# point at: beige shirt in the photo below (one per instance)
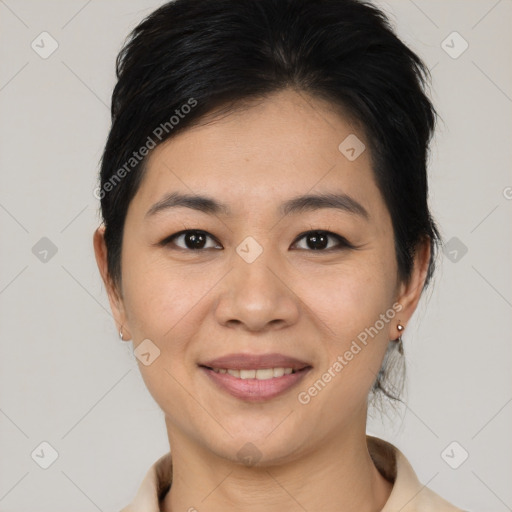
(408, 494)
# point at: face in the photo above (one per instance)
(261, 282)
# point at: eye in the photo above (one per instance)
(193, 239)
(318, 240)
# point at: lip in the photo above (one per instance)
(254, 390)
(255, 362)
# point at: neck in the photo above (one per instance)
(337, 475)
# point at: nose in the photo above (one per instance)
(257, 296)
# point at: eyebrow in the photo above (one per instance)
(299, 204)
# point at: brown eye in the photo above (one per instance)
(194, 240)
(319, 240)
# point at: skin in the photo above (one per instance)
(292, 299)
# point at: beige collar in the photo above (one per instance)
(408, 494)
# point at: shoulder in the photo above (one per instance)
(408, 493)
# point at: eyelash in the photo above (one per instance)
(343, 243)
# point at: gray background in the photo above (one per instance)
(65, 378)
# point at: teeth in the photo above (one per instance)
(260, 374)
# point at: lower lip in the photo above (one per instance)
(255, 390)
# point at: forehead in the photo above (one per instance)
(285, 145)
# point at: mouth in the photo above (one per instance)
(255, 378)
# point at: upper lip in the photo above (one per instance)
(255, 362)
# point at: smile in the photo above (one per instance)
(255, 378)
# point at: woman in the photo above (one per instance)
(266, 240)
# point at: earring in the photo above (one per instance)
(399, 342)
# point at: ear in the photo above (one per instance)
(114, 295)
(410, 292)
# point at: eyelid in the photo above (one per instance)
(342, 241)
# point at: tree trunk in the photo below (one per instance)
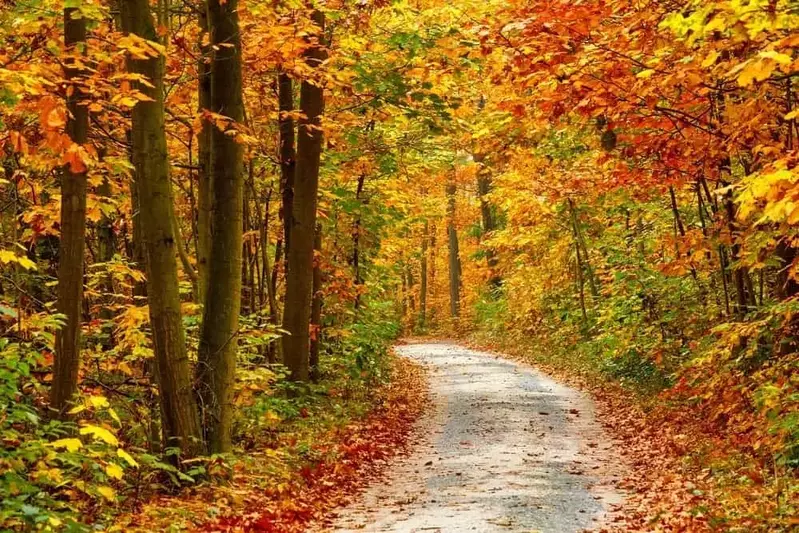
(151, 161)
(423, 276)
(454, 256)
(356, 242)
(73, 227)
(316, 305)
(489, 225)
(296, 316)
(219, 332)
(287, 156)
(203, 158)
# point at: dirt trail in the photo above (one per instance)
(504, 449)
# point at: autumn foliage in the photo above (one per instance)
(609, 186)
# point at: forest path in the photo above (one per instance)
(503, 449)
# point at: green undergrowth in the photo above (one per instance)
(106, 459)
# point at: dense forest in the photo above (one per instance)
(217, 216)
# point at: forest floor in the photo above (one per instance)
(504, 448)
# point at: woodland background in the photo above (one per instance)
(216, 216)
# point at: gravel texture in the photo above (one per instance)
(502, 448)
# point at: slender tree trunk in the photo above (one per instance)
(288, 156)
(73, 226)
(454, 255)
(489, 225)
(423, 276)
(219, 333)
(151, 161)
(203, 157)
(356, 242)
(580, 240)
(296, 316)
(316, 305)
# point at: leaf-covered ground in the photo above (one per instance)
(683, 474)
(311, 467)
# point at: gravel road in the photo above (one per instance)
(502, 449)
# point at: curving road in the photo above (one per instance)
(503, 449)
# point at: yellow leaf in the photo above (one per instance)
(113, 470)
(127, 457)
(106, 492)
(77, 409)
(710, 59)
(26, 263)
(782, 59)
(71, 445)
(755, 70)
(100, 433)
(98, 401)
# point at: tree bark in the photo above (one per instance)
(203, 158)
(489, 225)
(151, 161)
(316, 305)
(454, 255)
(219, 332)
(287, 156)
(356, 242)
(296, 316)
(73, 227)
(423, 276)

※

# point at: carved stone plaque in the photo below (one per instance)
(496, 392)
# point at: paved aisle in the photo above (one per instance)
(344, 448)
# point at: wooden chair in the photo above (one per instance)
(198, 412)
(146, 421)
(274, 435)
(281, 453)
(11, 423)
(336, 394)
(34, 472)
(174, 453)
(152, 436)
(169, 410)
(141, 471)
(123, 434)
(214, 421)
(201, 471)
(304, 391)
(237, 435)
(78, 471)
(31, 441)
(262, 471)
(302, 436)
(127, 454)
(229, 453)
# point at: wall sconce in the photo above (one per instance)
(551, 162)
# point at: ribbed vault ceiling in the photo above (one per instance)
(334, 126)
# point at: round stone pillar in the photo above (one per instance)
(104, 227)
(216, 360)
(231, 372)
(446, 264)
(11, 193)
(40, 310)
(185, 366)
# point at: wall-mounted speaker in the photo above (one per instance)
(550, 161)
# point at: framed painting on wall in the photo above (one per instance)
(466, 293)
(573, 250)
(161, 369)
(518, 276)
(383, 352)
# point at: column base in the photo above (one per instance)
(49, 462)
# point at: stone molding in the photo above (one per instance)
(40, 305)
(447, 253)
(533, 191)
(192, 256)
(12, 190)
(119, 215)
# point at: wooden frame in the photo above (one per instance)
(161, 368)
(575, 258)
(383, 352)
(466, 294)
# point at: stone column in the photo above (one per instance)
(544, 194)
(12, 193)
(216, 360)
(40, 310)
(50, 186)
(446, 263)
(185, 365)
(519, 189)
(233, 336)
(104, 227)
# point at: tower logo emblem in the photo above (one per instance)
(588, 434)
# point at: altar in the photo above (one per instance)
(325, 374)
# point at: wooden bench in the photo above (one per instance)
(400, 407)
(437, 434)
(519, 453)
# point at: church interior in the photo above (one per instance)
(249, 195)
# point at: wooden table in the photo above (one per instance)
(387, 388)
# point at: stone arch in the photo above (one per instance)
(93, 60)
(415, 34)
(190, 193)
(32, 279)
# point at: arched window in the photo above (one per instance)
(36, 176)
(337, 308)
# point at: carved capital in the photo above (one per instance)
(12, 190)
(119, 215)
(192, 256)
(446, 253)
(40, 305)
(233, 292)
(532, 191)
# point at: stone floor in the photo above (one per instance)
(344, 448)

※

[INSTRUCTIONS FOR THE TASK]
How many of the lines above contain the string "leaf", matching case exactly? Reply with the number only.

[SOLUTION TO THIS EXERCISE]
2